_Passage_
Hacker News new | ask | show | jobs
by codedokode 3001 days ago
> Facebook proposed using a common computer science technique called "hashing" to match individuals who existed in both sets

But Facebook has the source data from which hashes were generated so they can alway reverse them.

Furthermore, if you take a hash from name and surname, it can be easily reversed because the set of names and surnames is relatively small.

1 comments

Not if you use salt.
Even if you salt the hashes.

The problem is that the number of inputs is limited and it's trivial to enumerate over the input values. Let's take a contrived example: We have the data of a small, entirely made-up island where only two families live, so we have two surnames. Let's name them Foo and Bar. Now, they have an entirely funny tradition, they all get first names based on the order in which they were born (1). So we have Firstborn, Secondborn. Let's also, for simplicity assume that each couple gets exactly two children. That gives us the following 4 possible combinations of names:

    Firstborn Foo
    Firstborn Bar
    Secondborn Foo
    Secondborn Bar
Let's assume that there are 10 million of those people and we hash their names with a salt, that gives us 10 million unique hashes. But to break each hash, we only need to try at most 4 times, that's 40 million tries. Hashing speed varies from hash to hash and the hardware, but good old md5 easily achieved a few million hashes per second on a stock CPU in 2012. GPUs are usually around two orders of magnitude faster (2). So in the worst case, your desktop PC could break all those 40 million hashes in a few seconds without breaking a sweat. Better hashes are slower, but with such a limited input space, even the best hashes are breakable.

_Data listing_
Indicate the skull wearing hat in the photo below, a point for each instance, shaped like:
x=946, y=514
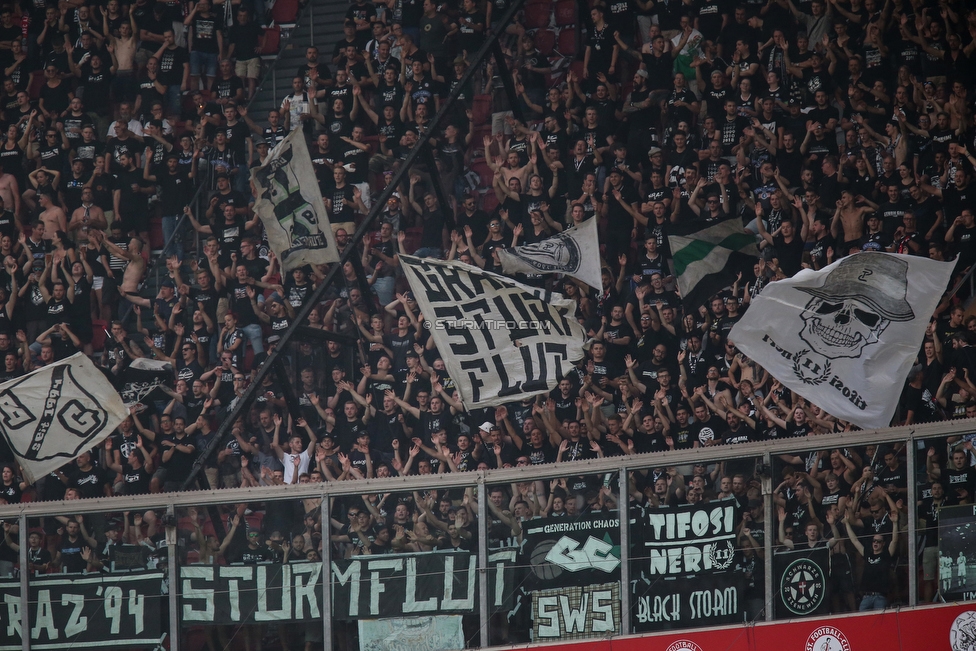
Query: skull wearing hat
x=858, y=300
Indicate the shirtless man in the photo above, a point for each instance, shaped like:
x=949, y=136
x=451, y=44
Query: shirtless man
x=134, y=269
x=850, y=217
x=52, y=216
x=10, y=192
x=88, y=214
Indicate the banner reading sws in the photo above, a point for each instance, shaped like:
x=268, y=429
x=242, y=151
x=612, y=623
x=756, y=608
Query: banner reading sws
x=101, y=611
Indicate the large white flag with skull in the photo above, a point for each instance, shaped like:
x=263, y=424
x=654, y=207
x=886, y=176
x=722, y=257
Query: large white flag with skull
x=845, y=337
x=52, y=415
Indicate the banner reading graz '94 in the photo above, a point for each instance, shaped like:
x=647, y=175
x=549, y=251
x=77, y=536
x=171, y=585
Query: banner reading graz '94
x=84, y=611
x=396, y=585
x=290, y=206
x=571, y=577
x=683, y=566
x=250, y=594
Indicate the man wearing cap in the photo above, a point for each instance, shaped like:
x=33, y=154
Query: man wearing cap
x=227, y=87
x=620, y=208
x=176, y=189
x=875, y=239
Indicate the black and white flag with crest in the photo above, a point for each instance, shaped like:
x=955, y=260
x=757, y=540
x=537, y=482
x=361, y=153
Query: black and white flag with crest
x=574, y=252
x=52, y=415
x=845, y=337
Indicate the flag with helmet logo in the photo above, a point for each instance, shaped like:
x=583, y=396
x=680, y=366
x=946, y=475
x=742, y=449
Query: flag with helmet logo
x=846, y=336
x=50, y=416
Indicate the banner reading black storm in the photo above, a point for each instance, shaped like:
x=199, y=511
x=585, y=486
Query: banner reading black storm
x=290, y=206
x=84, y=611
x=506, y=340
x=683, y=566
x=398, y=585
x=571, y=583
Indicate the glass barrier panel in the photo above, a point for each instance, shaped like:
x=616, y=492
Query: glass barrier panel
x=405, y=567
x=841, y=542
x=944, y=484
x=697, y=552
x=95, y=580
x=250, y=573
x=564, y=537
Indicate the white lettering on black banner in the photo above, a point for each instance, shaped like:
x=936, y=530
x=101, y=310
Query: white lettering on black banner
x=250, y=594
x=75, y=611
x=574, y=613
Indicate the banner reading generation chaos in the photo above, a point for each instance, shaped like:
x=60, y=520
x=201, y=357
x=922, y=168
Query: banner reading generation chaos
x=290, y=206
x=101, y=611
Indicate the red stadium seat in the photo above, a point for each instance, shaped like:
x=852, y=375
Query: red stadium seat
x=284, y=11
x=566, y=43
x=565, y=13
x=544, y=41
x=490, y=202
x=537, y=15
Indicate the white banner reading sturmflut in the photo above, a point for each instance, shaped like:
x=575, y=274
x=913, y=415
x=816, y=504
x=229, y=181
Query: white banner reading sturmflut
x=846, y=336
x=575, y=252
x=52, y=415
x=501, y=340
x=290, y=206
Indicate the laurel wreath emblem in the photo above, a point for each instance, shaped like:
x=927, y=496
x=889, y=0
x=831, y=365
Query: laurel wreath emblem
x=799, y=371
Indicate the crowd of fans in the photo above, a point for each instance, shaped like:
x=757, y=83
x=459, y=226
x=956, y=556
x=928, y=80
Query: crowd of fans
x=829, y=128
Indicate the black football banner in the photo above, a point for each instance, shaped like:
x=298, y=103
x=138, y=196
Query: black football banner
x=801, y=582
x=564, y=552
x=404, y=585
x=250, y=594
x=84, y=611
x=682, y=566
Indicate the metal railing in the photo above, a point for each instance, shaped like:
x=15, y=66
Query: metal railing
x=482, y=479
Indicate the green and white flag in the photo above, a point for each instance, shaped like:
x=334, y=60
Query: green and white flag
x=707, y=260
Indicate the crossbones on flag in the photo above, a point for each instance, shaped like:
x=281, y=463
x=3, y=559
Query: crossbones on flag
x=845, y=337
x=501, y=341
x=52, y=415
x=574, y=252
x=290, y=206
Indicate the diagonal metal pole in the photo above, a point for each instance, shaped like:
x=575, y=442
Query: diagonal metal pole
x=506, y=76
x=336, y=269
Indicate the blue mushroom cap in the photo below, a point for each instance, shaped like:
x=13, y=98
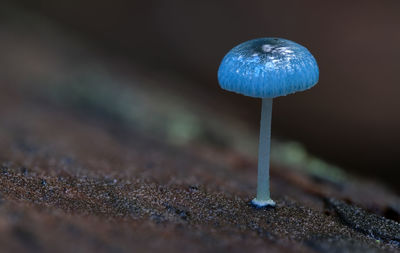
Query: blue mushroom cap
x=268, y=68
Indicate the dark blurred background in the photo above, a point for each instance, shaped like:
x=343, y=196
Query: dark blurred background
x=351, y=118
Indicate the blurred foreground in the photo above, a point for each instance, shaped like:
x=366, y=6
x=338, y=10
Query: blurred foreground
x=100, y=155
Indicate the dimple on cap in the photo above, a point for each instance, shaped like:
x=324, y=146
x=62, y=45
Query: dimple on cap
x=268, y=68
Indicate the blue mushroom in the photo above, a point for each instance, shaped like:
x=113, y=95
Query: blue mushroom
x=267, y=68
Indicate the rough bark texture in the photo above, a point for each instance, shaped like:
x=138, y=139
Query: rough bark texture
x=99, y=155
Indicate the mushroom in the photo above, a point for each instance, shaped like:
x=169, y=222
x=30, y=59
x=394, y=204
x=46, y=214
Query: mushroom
x=267, y=68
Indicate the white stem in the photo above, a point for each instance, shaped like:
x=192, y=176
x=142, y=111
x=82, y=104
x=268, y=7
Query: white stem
x=263, y=195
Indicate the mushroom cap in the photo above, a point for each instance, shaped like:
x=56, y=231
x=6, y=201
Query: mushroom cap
x=268, y=68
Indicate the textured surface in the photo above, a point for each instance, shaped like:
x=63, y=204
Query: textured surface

_Set exercise_
Return the passage of the hashing thread from "But Facebook has" up to and including "salt the hashes.", copied word for word. Rely solely on the hashing thread and not on the records.

_Final result_
But Facebook has the source data from which hashes were generated so they can alway reverse them.

Furthermore, if you take a hash from name and surname, it can be easily reversed because the set of names and surnames is relatively small.

1 comments

Not if you use salt.
Even if you salt the hashes.